Exercise => Reproduce each line of the data below verbatim, with no changes to wording, numbers, or punctuation.

Input rows =>
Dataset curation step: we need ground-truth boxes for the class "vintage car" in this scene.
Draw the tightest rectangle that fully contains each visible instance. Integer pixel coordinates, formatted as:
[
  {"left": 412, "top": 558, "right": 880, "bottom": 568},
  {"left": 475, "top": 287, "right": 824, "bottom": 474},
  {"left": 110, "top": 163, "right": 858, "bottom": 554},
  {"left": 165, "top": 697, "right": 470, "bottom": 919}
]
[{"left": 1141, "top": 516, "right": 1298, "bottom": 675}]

Final answer =>
Dataset curation step: we need ground-truth boxes for the class "vintage car" in this scene.
Draw the tightest rectangle that fully contains each visible instance. Integer pixel coordinates, formatted as:
[
  {"left": 412, "top": 558, "right": 880, "bottom": 568},
  {"left": 475, "top": 287, "right": 824, "bottom": 474},
  {"left": 110, "top": 163, "right": 858, "bottom": 554},
  {"left": 165, "top": 697, "right": 470, "bottom": 919}
]
[{"left": 1141, "top": 516, "right": 1298, "bottom": 675}]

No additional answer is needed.